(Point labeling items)
## BEGIN
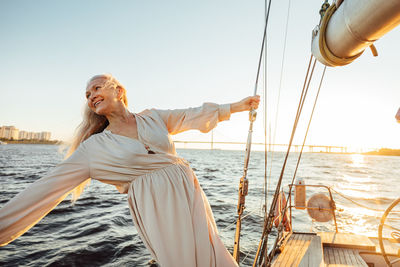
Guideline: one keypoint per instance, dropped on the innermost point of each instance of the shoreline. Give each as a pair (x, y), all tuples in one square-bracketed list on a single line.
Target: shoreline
[(32, 142)]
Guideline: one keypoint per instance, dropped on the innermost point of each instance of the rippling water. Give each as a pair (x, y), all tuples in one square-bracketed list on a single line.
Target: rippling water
[(98, 230)]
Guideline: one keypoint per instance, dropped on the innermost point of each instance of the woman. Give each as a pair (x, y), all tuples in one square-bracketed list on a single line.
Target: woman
[(135, 153)]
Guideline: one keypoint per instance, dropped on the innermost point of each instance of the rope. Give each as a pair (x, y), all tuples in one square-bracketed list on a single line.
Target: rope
[(305, 137), (268, 222), (279, 88), (243, 185), (230, 225), (359, 204), (323, 47)]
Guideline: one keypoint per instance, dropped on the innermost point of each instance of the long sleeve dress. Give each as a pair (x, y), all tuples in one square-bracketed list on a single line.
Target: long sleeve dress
[(167, 204)]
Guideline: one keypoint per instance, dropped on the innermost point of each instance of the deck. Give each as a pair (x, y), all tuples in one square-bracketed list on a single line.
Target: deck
[(332, 250)]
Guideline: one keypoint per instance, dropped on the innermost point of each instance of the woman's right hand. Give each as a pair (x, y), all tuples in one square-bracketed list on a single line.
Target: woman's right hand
[(248, 103)]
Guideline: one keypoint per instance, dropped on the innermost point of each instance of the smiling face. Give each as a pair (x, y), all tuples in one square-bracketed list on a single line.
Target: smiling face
[(103, 95)]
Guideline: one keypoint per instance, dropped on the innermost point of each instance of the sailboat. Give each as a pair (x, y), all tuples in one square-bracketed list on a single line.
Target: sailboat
[(346, 29)]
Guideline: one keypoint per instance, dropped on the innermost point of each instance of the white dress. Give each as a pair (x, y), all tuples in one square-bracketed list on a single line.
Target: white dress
[(168, 206)]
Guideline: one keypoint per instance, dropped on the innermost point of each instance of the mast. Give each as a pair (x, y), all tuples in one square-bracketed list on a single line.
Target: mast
[(349, 27)]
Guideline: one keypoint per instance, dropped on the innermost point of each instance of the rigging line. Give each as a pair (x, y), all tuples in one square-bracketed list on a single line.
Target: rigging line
[(280, 83), (262, 47), (302, 147), (299, 109), (305, 137), (241, 218), (243, 185), (359, 204), (302, 100), (265, 120), (267, 222)]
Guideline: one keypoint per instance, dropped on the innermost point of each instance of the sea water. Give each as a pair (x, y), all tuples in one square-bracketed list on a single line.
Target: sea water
[(98, 229)]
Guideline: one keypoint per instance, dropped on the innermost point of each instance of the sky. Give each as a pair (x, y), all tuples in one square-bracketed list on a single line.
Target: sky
[(177, 54)]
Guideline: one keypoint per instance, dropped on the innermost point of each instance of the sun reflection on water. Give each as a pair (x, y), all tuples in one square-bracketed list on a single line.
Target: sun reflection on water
[(357, 160)]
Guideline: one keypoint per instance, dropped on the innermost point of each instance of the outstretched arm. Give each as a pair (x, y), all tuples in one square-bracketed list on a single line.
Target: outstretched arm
[(206, 117), (28, 207)]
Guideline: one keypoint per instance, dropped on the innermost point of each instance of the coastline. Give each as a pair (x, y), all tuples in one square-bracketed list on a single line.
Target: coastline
[(384, 152), (34, 142)]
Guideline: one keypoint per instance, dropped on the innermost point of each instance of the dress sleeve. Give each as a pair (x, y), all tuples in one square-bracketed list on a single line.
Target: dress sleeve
[(29, 206), (203, 118)]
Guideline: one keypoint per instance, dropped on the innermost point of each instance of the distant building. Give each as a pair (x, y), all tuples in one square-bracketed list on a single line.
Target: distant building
[(9, 132), (23, 135), (44, 136)]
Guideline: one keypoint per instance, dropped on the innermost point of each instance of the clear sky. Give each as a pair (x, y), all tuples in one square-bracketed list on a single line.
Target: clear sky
[(175, 54)]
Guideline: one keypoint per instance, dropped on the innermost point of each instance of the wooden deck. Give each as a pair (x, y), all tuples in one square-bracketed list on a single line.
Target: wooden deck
[(346, 240), (302, 249), (334, 256), (391, 248)]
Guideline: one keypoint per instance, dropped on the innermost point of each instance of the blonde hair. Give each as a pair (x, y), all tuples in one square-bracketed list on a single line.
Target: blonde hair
[(92, 123)]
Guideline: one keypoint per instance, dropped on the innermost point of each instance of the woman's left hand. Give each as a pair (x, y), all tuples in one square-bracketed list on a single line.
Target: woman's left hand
[(247, 103)]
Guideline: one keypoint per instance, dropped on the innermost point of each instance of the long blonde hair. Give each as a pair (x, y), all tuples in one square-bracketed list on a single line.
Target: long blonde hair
[(92, 123)]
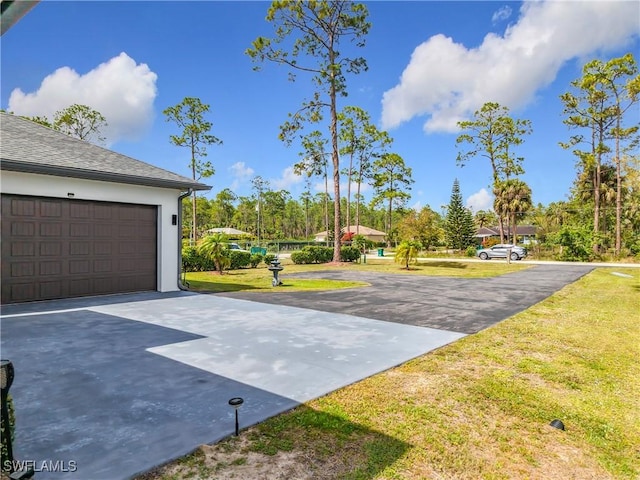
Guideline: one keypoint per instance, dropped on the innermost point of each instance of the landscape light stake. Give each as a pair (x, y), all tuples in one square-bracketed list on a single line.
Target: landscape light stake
[(235, 402), (557, 424), (6, 379)]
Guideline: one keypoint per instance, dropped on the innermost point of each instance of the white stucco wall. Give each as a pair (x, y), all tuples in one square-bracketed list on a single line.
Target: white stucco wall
[(165, 199)]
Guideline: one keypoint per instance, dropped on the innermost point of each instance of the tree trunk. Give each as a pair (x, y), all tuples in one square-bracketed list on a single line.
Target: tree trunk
[(596, 192), (349, 193), (618, 189)]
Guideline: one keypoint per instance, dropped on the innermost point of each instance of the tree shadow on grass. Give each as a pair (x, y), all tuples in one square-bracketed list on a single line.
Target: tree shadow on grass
[(458, 265), (314, 441), (218, 287), (323, 437)]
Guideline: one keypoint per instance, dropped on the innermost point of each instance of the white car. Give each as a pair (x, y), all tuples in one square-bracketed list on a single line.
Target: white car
[(501, 251)]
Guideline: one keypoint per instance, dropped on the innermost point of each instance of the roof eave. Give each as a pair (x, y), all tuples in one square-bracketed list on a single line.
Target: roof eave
[(24, 167)]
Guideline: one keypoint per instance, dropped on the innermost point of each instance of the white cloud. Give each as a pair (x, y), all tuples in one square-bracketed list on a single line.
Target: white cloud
[(287, 180), (501, 14), (240, 171), (481, 200), (121, 90), (447, 81)]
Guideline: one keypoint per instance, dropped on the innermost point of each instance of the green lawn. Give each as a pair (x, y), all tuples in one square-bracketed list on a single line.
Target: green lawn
[(476, 409)]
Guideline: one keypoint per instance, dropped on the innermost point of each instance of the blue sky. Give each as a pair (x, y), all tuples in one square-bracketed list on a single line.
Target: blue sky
[(430, 65)]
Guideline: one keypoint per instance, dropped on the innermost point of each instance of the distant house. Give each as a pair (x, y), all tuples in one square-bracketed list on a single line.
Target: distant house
[(78, 219), (369, 233), (525, 234)]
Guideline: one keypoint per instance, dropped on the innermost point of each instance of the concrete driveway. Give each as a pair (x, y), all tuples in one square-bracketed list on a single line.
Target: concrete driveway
[(110, 387)]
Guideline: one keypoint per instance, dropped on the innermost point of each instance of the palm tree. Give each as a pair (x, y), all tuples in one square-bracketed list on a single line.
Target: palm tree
## END
What is expected
Change "innermost point" to "central point" in all the items, and give the lines back with everything else the same and the pictures left out.

Output for this task
Guideline: one keypoint per instance, dropped on the central point of each instance of the shoreline. Give each as a pair (x, y), all tuples in one square-bracketed list on a single line.
Target: shoreline
[(32, 142)]
Guideline: one keypoint per instance, dropped on the central point of each instance of the rippling water. Give each as a pair (x, y), all tuples in one square-bracketed list on a single line.
Target: rippling water
[(98, 230)]
Guideline: one keypoint per instance, dropped on the central point of each instance of the woman. Give each as a pair (x, y), all tuples in one square-bracketed list on a single line.
Target: woman
[(135, 153)]
Guideline: one keypoint per instance, dropped on the central point of each instance of the rope. Give each as a pair (x, y), all tuples in one square-bracketed list on a single line.
Target: rope
[(305, 137), (268, 222), (279, 88), (243, 185), (230, 225), (359, 204), (323, 47)]
Guideline: one keypoint per instance, dropped on the central point of each instance of the long sleeve dress. Give each as a pair (x, y), all tuples in one square-bracketed list on a single line.
Target: long sleeve dress
[(167, 204)]
Guideline: one keypoint per instance, dropped on the central point of each instance of the deck. Give each as a pair (x, y), all tuples in one square-bracketed list on a single line.
Target: deck
[(332, 250)]
Guideline: one keypoint per instance, dropped on the central point of each instance of the woman's right hand. Give each as a pair (x, y), all tuples in one square-bracketed list on a single line.
Target: woman's right hand
[(248, 103)]
Guideline: one keypoint per instance, dropped on the central point of each instance of the smiling face. Give each as a pair (x, y), all tuples in one square-bracketed list on a single line.
Target: smiling face
[(103, 95)]
Guideline: one keypoint per instance, dropped on the central point of each instance of the sailboat. Give each as a pair (x, y), all tuples in one square-bracketed list on a single line.
Target: sailboat
[(346, 29)]
Guideline: one keypoint per instance, dropped on the central point of each instance of the white dress. Give each as a pair (x, y), all tuples in one square-bracketed list on a single line.
Target: white dress
[(168, 206)]
Guideline: one keypoint per instance, dropped on the central point of each instance of the mast. Give each as a pair (x, y), all tuples in one square-bracketed list on a single line.
Target: mast
[(349, 27)]
Guideline: one keypoint per instance, dropped on the central point of each instance of the rigging line. Give each as a pair (x, y), all tuples in one square-bracketed list on a single line.
Target: rigging line
[(280, 83), (262, 47), (302, 147), (299, 109), (305, 137), (241, 218), (243, 185), (359, 204), (302, 100), (265, 120), (267, 222)]
Guideline: one keypoint per instance, dropped on the central point of each instance of the sea water. Give each as a pair (x, y), all tuples in one square-bracketed list on a single line.
Target: sea water
[(98, 229)]
Guideline: one keypoint per instance, dropped on the central point of each instance of the sky. Give each as a pair (x, y), all tuples in one square-bracketed list on a single line.
Target: sky
[(177, 54)]
Guideline: one keypoint per instance, dropped on the central point of each instance of the sun reflection on water. Give each as a pair (x, y), all tuples in one square-bracketed list on a single line.
Target: sun reflection on water
[(357, 160)]
Guideline: one keypoint per instance, dropped on the central point of each instance of the outstretched arm. Give each as a pair (x, y), all tuples in one square-bracketed list on a single line.
Target: outstretched arm
[(206, 117), (28, 207)]
Guideline: one keypoint per instance, dropped on the central point of each instance of the coastline. Give each as a pair (x, y), all tuples in one square-bracketed list on a single line.
Target: coastline
[(384, 152), (34, 142)]
Guideline: one keypoint per instance, dropped on the central point of each instance of the dress sleeve. Give each as a pair (x, y), all tuples in one square-bracketed list on a single line.
Target: dress sleeve
[(29, 206), (203, 118)]
Guideline: one keypoint per instance, dropped on the central point of each instance of the distant building. Give each as a pair (x, y), all tuples in one square-bracketed list on a single line.
Target: distant building
[(9, 132), (23, 135), (44, 136)]
Guideline: one keypoint per instance, dropped on the central point of each instance of the clear sky. Give each as a pair (x, y), all tuples in one square-bracketed list on a single line.
Target: clear sky
[(175, 54)]
Guideline: one keypoint per instance, dropped on the central point of each instance of the wooden deck. Give each as a pair (x, y), all tuples in one square-bracketed list on a single line.
Target: wooden deck
[(346, 240), (302, 249), (334, 256), (391, 248)]
Guideline: one keypoint per instance, dropped on the central point of each instance of the blonde hair. Give each as a pair (x, y), all tuples in one square-bracketed list on a single line.
Target: blonde hair
[(92, 123)]
Guideline: one keypoint per instance, dropped on the central point of each instance of the woman's left hand. Give each as a pair (x, y), all tuples in one square-bracketed list on a single line.
Target: woman's left hand
[(247, 103)]
Guideline: one keypoint per instance, dropped on the central point of each instance of the long blonde hair. Give each as a pair (x, y), all tuples in one square-bracketed list on a single line.
Target: long blonde hair
[(92, 123)]
Guideline: one keypoint per instance, dropped on the central point of each instance of the landscape light stake. Give each as a pair (x, y), all tuples in one square-bracketed list on a single line.
Target: landscape light stake
[(235, 402), (557, 424), (6, 379)]
Guideline: one keypoint per instance, dropped on the central point of each instance of the white stucco wall. Give each as a pair (x, y), all tuples in one square-bracketed list on a single line.
Target: white stucco wall
[(165, 199)]
Guideline: one keypoint per instance, dropped on the central point of each instance of the tree trunk. Give each as a pair (x, y), all tuples in one square-bracketed list on a single line.
Target: tree trunk
[(596, 192), (349, 193), (618, 189)]
Guideline: one keypoint per instance, dropped on the central point of each instance of the tree shadow on grass. Give each as a pair (x, y), all tuples in one square-bracketed list on a single line.
Target: tree shadow on grass
[(458, 265), (314, 441), (218, 287), (323, 437)]
Guideline: one keypoint per instance, dropped on the central point of each instance of the white car. Give each as a pair (x, y), all tuples in one square-bracketed list on a single line.
Target: white car
[(501, 251)]
Guideline: one keypoint per instance, dropped on the central point of each instance of the roof eave. Give each as a pair (x, y), all tuples in one square-bracketed list on a single line.
Target: roof eave
[(24, 167)]
Guideline: one keypoint per instance, dropped on the central point of each instance of the white cloud. Give each as a pair (x, y), all tuples in one square-bracketed list on a single line.
Target: white cloud
[(287, 180), (501, 14), (240, 171), (481, 200), (121, 90), (447, 81)]
Guideline: one keypoint per instance, dropped on the central point of each instance of the green lawn. Give each as a pair (x, y), all tuples in one square-bracketed list on a single line.
Target: green lawn
[(476, 409)]
Guideline: one keypoint per instance, dropped on the central point of each instance of the blue sky. Give each as a pair (x, y), all tuples in one square-bracketed list on a single line.
Target: blue sky
[(430, 65)]
Guideline: one keypoint per instance, dropped on the central point of each instance of the distant house. Give each as a pair (x, y), all tuples in one square-bracketed list on a single line.
Target: distant house
[(78, 219), (369, 233), (525, 234)]
Guideline: one keypoint per instance, dropped on the central point of each instance of the concrete driveway. Give each as a pair (x, y), all tuples in one square-bracketed list on a single line.
Target: concrete driveway
[(110, 387)]
Guideline: one keypoint per instance, dropped on the central point of each instance of the palm tree. Give each as a pair (x, y), all tuples in one square-bracketed list on a single line.
Target: palm tree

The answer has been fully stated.